EXTRACTED ENTRIES below:

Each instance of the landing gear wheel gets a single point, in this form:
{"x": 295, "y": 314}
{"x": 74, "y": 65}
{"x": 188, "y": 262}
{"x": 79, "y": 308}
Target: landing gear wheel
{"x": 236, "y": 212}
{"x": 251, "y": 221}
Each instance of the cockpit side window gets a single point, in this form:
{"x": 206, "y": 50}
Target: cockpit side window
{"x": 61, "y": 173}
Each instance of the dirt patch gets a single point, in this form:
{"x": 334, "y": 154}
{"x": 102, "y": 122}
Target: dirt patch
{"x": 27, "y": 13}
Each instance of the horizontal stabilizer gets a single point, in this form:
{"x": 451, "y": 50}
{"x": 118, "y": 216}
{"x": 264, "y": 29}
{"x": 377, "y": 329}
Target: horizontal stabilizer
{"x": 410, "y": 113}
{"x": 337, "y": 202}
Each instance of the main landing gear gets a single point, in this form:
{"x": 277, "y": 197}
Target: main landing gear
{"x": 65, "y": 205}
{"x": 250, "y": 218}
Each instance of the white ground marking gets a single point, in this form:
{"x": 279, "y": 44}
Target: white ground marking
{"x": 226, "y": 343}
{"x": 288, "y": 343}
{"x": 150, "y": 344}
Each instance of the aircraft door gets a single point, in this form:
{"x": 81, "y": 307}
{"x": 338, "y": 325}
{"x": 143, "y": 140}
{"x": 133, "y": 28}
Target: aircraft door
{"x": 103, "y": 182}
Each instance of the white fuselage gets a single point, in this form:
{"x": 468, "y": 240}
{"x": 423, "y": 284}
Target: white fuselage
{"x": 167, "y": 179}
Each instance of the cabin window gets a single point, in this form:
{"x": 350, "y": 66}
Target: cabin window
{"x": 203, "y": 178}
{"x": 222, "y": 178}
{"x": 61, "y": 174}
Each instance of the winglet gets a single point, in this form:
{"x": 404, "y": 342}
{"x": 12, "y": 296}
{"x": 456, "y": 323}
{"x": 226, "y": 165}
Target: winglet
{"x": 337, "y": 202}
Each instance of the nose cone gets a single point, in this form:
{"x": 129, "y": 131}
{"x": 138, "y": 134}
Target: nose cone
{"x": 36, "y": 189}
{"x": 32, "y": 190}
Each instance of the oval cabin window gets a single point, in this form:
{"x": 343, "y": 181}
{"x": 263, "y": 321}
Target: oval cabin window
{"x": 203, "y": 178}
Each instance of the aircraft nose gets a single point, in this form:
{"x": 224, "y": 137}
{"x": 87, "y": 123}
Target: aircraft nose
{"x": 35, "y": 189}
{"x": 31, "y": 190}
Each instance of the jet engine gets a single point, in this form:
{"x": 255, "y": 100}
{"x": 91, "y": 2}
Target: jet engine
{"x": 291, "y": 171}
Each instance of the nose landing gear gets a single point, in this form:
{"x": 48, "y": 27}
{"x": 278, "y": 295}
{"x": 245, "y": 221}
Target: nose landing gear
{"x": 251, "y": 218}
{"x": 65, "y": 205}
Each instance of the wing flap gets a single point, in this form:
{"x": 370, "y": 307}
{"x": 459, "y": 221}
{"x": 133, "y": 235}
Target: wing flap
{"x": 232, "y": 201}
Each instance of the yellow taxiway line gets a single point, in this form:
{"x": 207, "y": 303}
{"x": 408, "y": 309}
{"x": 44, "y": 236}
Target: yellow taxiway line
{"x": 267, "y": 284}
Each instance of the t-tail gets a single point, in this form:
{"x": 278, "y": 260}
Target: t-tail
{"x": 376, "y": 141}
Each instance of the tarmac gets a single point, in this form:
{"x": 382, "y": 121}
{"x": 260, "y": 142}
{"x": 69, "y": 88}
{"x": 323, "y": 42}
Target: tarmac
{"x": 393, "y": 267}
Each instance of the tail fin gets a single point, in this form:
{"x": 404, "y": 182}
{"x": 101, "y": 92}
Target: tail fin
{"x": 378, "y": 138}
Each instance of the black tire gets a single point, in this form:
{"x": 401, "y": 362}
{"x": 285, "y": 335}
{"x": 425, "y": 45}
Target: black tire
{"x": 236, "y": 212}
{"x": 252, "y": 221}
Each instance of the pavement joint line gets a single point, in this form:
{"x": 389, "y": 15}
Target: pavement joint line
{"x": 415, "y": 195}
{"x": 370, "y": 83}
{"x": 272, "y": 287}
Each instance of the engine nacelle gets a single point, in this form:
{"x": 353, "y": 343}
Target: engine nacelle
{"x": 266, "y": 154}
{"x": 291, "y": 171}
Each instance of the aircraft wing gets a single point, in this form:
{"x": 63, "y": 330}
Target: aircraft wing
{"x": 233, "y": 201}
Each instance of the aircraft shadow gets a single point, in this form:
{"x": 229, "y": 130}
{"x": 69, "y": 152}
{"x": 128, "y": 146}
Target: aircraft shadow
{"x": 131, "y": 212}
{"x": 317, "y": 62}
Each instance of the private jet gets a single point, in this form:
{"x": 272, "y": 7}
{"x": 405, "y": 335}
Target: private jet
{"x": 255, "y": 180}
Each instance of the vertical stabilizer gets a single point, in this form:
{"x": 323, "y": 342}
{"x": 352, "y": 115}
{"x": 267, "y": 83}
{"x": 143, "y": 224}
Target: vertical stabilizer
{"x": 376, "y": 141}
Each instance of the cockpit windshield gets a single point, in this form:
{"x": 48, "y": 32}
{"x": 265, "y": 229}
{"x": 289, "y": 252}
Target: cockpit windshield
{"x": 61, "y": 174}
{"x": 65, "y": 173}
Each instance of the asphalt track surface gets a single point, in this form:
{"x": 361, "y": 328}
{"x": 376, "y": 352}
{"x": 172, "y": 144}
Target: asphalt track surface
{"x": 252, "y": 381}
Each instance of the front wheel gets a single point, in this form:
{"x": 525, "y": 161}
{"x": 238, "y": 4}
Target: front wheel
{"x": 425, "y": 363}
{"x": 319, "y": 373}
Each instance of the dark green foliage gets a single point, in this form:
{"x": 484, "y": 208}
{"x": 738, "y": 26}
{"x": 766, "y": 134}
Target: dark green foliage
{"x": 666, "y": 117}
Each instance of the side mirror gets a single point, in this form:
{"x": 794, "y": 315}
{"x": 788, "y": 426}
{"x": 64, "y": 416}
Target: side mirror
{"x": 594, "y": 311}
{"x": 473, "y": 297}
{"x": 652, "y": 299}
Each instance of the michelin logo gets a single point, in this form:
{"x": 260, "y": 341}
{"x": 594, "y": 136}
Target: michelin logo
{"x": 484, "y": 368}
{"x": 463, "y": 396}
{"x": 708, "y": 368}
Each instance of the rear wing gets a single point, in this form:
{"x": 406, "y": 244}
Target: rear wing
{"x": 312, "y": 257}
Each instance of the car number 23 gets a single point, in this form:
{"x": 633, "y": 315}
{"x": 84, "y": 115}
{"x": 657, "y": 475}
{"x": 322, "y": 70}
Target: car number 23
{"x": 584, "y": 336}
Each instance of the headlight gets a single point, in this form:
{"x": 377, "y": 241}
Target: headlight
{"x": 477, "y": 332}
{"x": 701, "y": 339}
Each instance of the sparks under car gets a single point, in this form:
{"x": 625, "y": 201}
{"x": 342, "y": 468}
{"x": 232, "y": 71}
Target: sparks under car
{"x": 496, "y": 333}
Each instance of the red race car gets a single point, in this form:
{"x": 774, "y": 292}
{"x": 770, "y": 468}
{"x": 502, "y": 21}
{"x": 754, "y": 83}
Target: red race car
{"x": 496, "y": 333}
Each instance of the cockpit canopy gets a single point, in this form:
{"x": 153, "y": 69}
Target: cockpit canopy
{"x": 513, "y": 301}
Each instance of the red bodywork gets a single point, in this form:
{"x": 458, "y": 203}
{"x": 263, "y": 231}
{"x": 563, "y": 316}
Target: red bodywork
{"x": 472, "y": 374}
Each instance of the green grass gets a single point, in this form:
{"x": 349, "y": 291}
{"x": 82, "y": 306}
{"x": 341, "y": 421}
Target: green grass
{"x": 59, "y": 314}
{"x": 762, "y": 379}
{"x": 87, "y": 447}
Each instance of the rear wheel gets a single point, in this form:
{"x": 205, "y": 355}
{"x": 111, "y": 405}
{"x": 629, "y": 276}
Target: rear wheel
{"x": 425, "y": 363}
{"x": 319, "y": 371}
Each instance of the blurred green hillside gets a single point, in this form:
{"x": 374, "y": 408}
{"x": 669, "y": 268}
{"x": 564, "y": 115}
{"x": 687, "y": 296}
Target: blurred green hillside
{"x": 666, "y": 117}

End of EXTRACTED ENTRIES.

WHAT NEEDS TO BE DONE
A word-for-word copy of the entries, from the first line through the line containing "Each instance of the cockpit side", is the whole answer.

SOLUTION TO THIS PROBLEM
Each instance of the landing gear wheel gets a single point, in this form:
{"x": 295, "y": 314}
{"x": 74, "y": 65}
{"x": 188, "y": 262}
{"x": 79, "y": 308}
Target: landing gear wheel
{"x": 236, "y": 212}
{"x": 251, "y": 221}
Each instance of the cockpit side window gets a single point, in this form:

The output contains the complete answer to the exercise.